=== Exercise tasks ===
1. For each statement (a), (b), and (c), say whether it agrees with the notes on solving recurrence relations, giving yes or no along with the deciding words from those notes quoted verbatim. (a) The notes suggest testing the guessed solution with a proof by induction. (b) The notes say a failed proof attempt should be set aside without further use. (c) The hypothesis in the example is T(n) = 2^n + 1.
2. Proceed with the notes on solving recurrence relations, starting after their final line.

Solving recurrence relations
Gain intuition and guess closed form solution
- Compute value of function at a few points
- Unfold recurrence a few steps
Testing the hypothesis
- Try to prove by induction
- Use failed attempt to refine solution
Example
$$\begin{split} T(n) &= 2T(n - 1) + 1 \end{split}$$
Compute value of function at a few points
Want to solve recurrence:
$$\begin{split} T(0) &= 0 \\ T(n) &= 2T(n - 1) + 1 \end{split}$$
Compute a few steps:
$$\begin{split} T(0) &= 0 \\ T(1) &= 2(T(0)) + 1 = 1 \\ T(2) &= 2(T(1)) + 1 = 3 \\ T(3) &= 2(T(2)) + 1 = 7 \\ T(4) &= 2(T(3)) + 1 = 15 \\ ... \end{split}$$
Hypothesis:
$$ T(n) = 2^n - 1 $$
Inductive proof:
Prove base case is true.

=== Dataset excerpts ===
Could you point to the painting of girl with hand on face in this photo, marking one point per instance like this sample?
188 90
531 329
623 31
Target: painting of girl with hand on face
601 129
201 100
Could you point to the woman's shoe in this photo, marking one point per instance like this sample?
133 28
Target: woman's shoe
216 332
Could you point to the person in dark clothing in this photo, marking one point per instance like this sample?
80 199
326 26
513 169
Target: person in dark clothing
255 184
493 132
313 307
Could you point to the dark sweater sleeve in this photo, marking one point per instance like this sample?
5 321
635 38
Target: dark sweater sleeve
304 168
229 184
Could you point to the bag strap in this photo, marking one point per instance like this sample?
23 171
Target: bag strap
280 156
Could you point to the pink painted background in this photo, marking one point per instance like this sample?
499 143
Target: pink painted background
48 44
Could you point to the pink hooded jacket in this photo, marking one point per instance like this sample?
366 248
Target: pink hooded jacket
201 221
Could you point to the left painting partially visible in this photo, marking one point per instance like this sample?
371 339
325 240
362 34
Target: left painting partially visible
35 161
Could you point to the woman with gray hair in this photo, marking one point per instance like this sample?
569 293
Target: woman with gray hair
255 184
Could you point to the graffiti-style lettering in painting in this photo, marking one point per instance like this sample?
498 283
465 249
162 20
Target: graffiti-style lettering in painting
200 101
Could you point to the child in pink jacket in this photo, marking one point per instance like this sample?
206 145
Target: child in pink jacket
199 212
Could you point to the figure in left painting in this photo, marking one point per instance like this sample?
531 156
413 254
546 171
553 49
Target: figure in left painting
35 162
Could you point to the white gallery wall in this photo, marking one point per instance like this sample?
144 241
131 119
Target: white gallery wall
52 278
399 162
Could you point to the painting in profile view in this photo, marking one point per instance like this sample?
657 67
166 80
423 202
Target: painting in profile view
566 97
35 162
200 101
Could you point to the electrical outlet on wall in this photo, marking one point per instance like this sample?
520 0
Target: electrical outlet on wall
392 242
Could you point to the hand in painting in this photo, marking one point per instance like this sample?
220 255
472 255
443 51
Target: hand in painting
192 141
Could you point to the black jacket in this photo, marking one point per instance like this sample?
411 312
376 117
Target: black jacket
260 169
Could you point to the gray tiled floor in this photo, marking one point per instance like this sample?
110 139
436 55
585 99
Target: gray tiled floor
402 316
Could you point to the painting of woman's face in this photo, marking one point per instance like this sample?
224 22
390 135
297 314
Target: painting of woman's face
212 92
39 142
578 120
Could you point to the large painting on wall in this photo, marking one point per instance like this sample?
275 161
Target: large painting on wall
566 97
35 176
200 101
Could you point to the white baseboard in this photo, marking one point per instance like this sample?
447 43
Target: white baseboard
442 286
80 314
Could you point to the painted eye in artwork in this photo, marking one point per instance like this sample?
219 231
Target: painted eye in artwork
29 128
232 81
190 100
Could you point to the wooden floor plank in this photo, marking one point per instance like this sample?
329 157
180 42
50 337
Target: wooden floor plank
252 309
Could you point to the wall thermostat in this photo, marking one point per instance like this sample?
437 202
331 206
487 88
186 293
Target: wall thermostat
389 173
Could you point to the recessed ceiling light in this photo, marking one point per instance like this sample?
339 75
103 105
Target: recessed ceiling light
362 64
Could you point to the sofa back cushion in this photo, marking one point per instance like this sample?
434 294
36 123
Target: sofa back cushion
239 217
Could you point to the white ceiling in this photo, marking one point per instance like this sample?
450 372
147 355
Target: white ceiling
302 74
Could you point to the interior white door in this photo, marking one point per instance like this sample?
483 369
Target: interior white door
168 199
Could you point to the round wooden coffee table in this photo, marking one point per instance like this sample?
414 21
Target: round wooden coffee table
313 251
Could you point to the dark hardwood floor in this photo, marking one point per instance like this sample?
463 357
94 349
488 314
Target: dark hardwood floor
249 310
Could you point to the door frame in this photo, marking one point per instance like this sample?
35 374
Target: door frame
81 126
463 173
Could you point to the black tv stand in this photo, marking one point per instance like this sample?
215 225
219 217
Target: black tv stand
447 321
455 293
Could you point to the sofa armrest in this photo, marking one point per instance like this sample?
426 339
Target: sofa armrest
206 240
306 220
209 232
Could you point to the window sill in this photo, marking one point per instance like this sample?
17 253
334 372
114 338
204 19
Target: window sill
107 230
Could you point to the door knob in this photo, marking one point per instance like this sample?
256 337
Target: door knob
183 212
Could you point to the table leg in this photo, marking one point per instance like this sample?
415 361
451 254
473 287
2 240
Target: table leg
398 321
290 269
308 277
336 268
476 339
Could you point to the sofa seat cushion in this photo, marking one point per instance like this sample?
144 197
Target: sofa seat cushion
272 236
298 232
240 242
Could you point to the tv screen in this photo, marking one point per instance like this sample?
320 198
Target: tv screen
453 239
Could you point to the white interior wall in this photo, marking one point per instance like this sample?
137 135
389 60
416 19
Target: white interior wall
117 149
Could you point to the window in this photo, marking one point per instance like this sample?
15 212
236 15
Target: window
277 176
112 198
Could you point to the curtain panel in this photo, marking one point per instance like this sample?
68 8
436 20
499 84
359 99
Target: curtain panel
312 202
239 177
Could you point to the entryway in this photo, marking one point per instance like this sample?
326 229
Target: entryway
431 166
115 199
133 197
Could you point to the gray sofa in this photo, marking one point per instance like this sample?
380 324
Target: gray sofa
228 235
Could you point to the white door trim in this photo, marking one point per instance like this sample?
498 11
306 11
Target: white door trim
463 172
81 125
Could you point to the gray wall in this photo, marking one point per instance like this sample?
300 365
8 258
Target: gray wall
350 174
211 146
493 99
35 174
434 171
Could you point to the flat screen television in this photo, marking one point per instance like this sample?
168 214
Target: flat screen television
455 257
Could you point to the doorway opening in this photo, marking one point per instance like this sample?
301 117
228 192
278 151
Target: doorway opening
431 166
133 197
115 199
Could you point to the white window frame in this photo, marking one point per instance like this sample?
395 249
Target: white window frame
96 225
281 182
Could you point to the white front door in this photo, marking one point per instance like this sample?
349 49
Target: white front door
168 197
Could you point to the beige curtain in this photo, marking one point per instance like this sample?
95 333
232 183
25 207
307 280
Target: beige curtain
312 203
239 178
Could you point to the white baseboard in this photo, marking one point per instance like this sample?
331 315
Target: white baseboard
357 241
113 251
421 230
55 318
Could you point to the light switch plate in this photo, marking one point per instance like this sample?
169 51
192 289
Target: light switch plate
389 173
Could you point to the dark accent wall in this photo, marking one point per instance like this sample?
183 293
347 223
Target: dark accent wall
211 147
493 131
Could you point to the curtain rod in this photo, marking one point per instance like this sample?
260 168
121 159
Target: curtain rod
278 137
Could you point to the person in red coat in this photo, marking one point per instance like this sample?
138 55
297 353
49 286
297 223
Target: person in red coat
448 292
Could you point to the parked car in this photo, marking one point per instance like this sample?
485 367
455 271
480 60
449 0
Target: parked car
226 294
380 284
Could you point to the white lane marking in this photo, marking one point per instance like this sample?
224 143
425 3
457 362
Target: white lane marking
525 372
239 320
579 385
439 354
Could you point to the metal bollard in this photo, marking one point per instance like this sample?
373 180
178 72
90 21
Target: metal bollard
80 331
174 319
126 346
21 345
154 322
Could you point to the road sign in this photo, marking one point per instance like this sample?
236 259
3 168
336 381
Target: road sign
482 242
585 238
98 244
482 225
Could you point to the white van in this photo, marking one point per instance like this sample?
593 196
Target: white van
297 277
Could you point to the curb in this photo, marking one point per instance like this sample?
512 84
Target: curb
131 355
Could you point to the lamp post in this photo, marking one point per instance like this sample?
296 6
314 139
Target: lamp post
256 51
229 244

=== Answers to the exercises ===
1.
(a) Yes: "Try to prove by induction"
(b) No: "Use failed attempt to refine solution"
(c) No: "T(n) = 2^n - 1"

2.
Show that if previous case is true: $T(n-1) = 2^(n - 1) - 1, current case \(T(n) = 2^n - 1\).
$$\begin{split} T(0) &= 0 = 2^0 - 1 \\ T(n) &= 2T(n - 1) + 1 \\ &= 2(2^{n-1} - 1) + 1 \\ &= 2^n - 1 \end{split}$$
Unroll recurrence
$$\begin{split} T(n) &= 2T(n − 1) + 1 \\ &= 2(2T(n − 2) + 1) + 1 = 4T(n − 2) + 3 \\ &= 4(2T(n − 3) + 1) + 3 = 8T(n − 3) + 7 \\ &= 16T(n − 4) + 15 \end{split}$$
Guess: \(T(n) = 2^k T(n − k) + 2^k − 1 for 1 ≤ k ≤ n\)